** How to complete this task **
Your job is to write out each record exactly, leaving none out.
▽
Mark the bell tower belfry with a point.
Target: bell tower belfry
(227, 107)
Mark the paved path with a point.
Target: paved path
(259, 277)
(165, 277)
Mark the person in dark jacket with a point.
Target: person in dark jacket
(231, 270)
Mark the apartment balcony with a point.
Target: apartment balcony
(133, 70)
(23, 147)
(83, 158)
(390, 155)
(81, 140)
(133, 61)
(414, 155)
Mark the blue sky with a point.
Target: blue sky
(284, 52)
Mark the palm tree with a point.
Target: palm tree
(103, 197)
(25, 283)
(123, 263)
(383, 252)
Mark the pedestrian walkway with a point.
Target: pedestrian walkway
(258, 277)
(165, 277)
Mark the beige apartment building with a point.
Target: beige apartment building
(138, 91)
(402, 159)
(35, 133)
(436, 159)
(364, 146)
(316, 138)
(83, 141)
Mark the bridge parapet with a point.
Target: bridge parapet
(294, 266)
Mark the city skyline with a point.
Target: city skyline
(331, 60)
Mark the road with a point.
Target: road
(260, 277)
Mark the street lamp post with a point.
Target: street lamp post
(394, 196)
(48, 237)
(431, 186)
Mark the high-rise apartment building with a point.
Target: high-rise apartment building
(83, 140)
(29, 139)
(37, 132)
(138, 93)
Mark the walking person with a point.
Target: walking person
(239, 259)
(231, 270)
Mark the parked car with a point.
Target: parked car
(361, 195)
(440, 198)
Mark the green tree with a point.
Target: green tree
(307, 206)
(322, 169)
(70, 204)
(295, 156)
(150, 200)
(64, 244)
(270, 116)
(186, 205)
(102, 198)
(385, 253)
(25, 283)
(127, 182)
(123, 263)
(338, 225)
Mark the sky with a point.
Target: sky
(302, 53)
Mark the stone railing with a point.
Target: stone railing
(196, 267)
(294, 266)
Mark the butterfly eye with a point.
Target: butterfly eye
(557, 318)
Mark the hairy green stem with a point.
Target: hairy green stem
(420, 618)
△
** Completed task **
Mark the bell tower belfry with a point.
Target: bell tower belfry
(227, 107)
Mark the paved path with a point.
Target: paved path
(259, 277)
(165, 277)
Mark the person in dark jacket with a point.
Target: person in dark jacket
(231, 270)
Mark the apartment balcony with a point.
Target: apartment balcony
(133, 70)
(23, 147)
(83, 158)
(390, 155)
(81, 140)
(133, 61)
(414, 155)
Mark the blue sky with a point.
Target: blue sky
(284, 52)
Mark the palm tree with a point.
Target: palm tree
(103, 197)
(25, 283)
(123, 263)
(383, 252)
Mark the pedestrian walkway with a point.
Target: pedestrian walkway
(258, 277)
(165, 277)
Mark the beige apartment building with a point.
Target: beige apartment building
(138, 91)
(402, 159)
(35, 133)
(436, 159)
(364, 146)
(316, 138)
(83, 141)
Mark the bridge parapet with a point.
Target: bridge parapet
(294, 266)
Mark the city skyline with a point.
Target: city skyline
(331, 60)
Mark the road with a point.
Target: road
(260, 277)
Mark the street lamp post with a point.
Target: street lamp post
(394, 196)
(48, 237)
(431, 186)
Mark the high-rise apartment building with a point.
Target: high-rise apartment building
(83, 140)
(29, 139)
(37, 132)
(138, 93)
Mark the walking person with a point.
Target: walking person
(239, 259)
(231, 270)
Mark the parked car with a point.
Target: parked car
(361, 195)
(440, 198)
Mark the green tree with a point.
Target: green tree
(307, 206)
(322, 169)
(70, 204)
(295, 156)
(150, 200)
(64, 244)
(270, 116)
(186, 205)
(102, 198)
(385, 253)
(25, 283)
(127, 182)
(123, 263)
(338, 225)
Mark the sky with a point.
Target: sky
(302, 53)
Mark the stone railing with a point.
Target: stone railing
(196, 267)
(294, 266)
Mark the butterfly eye with a point.
Target: butterfly eye
(557, 318)
Mark the hairy green stem with a point.
Target: hairy green stem
(420, 618)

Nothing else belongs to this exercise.